Interesting that you mention Google Glass and how digital imaging will become integrated with wearable tech. I think that Google Glass and other augmented reality, and virtual reality devices will play a huge role in how we view photography, as well as capture it. One of the frustrating aspects of digital photography today is that there's no cost-effective way to enjoy the massive 50+ megapixel files we produce. We can make large prints, but at the cost of several hundred dollars. Imagine if you owned a pair of augmented reality glasses that allowed you to view a 50MP photograph as a lifesize print in a virtual gallery. That's what I'm hoping for anyway - the ability to view lifesize virtual projections of ultra-high resolution digital images anytime, anywhere.

I'm just hoping for:

- dynamic range equal to or surpassing that of the human eye
- complete tripod obsolescence
- crazy ISO's with negligible noise
- in-camera light ratios

Hi Robert Nurse!
Are you sure that humans have more DR? Eyes adapt in real time, so in front of a scene with contrast enough, if you look at the shadows of the scene your iris allow more light to get through, but if you concentrate your attention in the bright areas of the scene without moving the eyes, you perceive that those areas are blown up, but in the moment you turn your eyes to them, your iris react stopping some light to came through. And the same in the contrary case. Eyes are easily adaptative but I doubt that they have a lot of more DR if anything at all, seeing the last sensors.

I just read somewhere that cameras have a DR of about 7 stops: approx. +/-3.5. I'm 57 years old. Even in my advanced years (LOL) I can still perceive detail in shadows that my camera cannot. In high contrast scenes, I can still make stuff out. To get those same results, I'd need to do some post where my eyes were just fine. Perhaps we have pre/post processing built in where our cameras don't.

Hi, Robert!

+ + + +

Problems and tasks:
(1) In the photography discussion above, retype the passage that begins at the words "I just read" and stops after the words "Hi, Robert!".
(2) According to the photography discussion above, how many stops of dynamic range does one commenter say cameras have?
(3) Proceed with the photography discussion above, writing on from its final line.

+ + + +

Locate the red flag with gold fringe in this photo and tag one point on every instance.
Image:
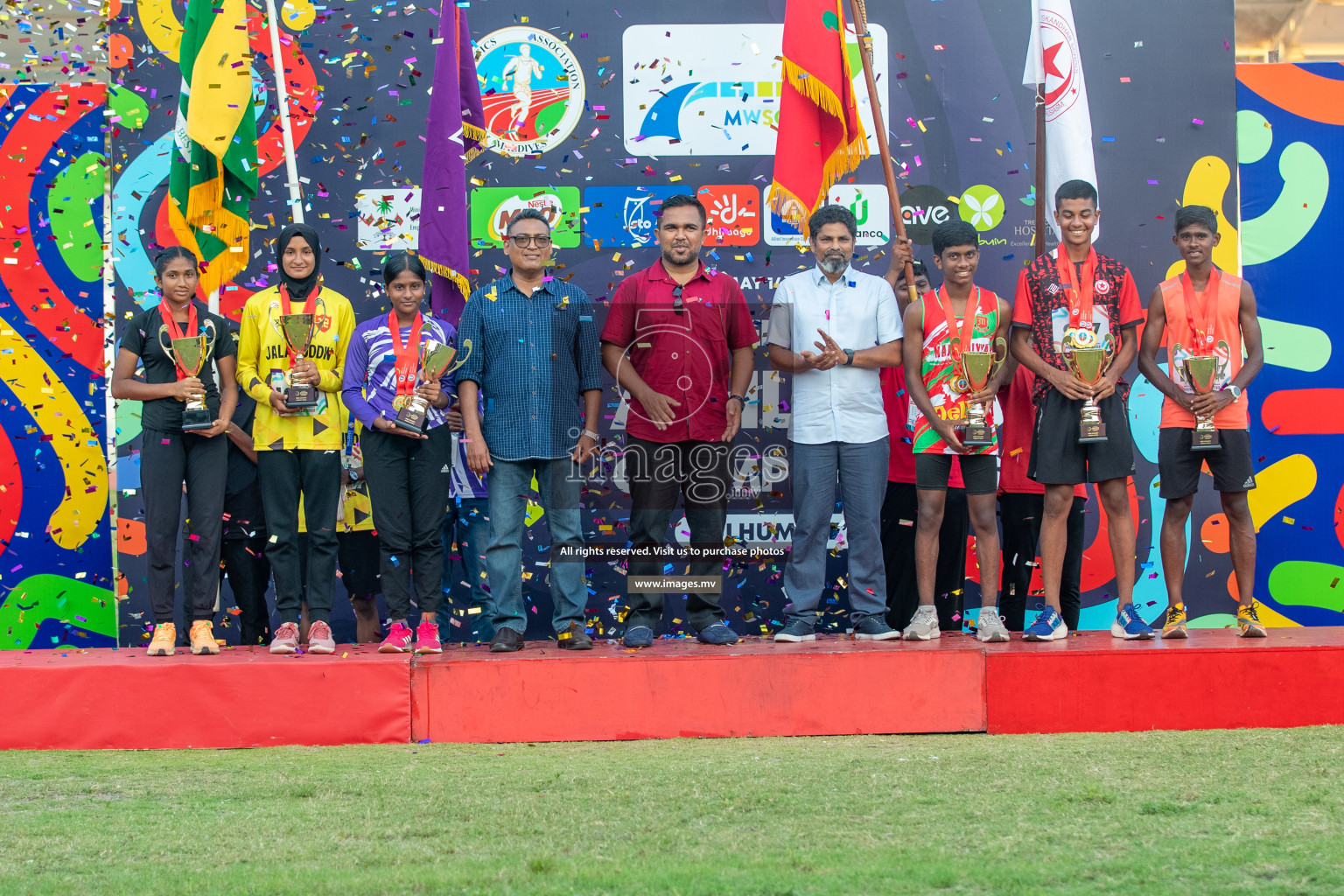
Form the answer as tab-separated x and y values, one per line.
820	137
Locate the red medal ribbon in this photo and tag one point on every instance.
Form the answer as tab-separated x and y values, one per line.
1080	296
310	308
957	331
175	332
408	355
1203	328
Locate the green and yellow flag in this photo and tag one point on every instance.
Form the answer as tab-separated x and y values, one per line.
214	171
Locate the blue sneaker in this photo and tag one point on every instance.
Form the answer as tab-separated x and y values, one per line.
718	633
796	632
1130	626
639	637
1048	626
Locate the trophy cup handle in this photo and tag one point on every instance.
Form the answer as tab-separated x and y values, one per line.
466	343
1000	348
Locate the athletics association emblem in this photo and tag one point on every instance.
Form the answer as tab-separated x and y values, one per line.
531	90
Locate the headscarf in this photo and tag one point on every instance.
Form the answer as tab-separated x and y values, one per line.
298	289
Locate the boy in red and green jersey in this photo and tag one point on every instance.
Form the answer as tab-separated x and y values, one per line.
955	318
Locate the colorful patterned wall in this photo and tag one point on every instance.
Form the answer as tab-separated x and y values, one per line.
55	539
1291	141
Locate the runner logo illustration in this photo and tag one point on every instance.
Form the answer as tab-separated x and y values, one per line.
531	90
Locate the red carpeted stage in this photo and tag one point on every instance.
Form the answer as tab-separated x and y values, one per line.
245	697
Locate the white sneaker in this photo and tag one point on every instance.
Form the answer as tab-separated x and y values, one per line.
990	626
924	626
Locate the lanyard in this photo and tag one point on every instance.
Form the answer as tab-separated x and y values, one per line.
310	308
175	332
1080	296
1203	326
408	355
958	331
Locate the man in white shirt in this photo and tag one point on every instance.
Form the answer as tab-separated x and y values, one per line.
837	424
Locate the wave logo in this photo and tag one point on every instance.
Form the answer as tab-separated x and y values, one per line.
732	215
982	207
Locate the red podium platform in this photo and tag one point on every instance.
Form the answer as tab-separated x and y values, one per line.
246	697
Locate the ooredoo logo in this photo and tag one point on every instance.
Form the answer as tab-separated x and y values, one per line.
732	215
982	207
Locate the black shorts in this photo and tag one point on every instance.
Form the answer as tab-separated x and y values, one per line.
1179	465
1057	457
980	472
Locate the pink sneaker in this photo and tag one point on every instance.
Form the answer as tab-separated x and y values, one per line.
398	639
285	640
320	639
426	639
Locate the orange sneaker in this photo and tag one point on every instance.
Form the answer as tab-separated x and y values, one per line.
203	637
164	641
1249	624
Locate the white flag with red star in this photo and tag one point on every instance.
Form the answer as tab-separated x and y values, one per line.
1054	60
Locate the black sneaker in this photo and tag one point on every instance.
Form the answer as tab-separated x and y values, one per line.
506	641
796	632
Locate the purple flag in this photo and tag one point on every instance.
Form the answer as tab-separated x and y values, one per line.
454	135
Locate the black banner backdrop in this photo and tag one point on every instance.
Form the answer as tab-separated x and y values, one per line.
628	105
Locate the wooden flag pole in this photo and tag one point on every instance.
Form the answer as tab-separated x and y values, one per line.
1040	240
860	24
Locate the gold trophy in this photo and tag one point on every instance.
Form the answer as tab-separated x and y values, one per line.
192	354
434	361
1201	374
298	331
977	368
1088	359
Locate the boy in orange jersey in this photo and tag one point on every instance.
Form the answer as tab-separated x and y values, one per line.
1208	316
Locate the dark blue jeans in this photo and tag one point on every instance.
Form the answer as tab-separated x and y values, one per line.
466	534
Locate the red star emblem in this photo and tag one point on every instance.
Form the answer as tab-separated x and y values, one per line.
1051	69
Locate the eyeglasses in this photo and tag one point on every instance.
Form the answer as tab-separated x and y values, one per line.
531	240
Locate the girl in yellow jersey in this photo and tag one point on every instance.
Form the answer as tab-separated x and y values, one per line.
298	452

+ + + +

Expected answers:
(1)
I just read somewhere that cameras have a DR of about 7 stops: approx. +/-3.5. I'm 57 years old. Even in my advanced years (LOL) I can still perceive detail in shadows that my camera cannot. In high contrast scenes, I can still make stuff out. To get those same results, I'd need to do some post where my eyes were just fine. Perhaps we have pre/post processing built in where our cameras don't.

Hi, Robert!

(2) About 7 stops, approximately +/-3.5.

(3)
Cameras today have a lot more than that. But of course, if you look at a shadowy area your eyes adapt and you see detail, but the camera too if you expose for that area.
Every way you look at, the eye adapts like with auto exposure adjustment. But if you, in front of a contrasty scene fix your eyes in the brighter areas but, without moving the eyes, concentrate your attention in the shadows, at least myself don't see much more detail than a camera can give me when exposed for the lights.
The thing is your eyes adapt where you look always but in a photo you have the complete picture (so to speak) and you're not obliged to look only the bright or the shadowy areas.

The way your eyes hurt when you open a window in a dark room or the time they need to adapt when you enter a pitch-black place makes me think, too, that our dynamic range is not better than the one a camera can produce.

A chip calculator can beat us in calculation and that doesn't mean that the calculator is a better machine that our brain. I always hear that the human eye have more DR and that's not how I feel it, and in that case, the sensors improve every year and eventually beat us too, so, I'm only curious about the issue. I don't make a statement, I only speak my experience. See if someone with real knowledge can spread some clarity. First, how do you measure the DR of the eyes? And from that on, see where the information take us

Thanks for your answer man!!!

#6: See here: https://light.co

I think this video talks about the area some refer to "democratization of photography", about the permeation of photography into everybody's lives.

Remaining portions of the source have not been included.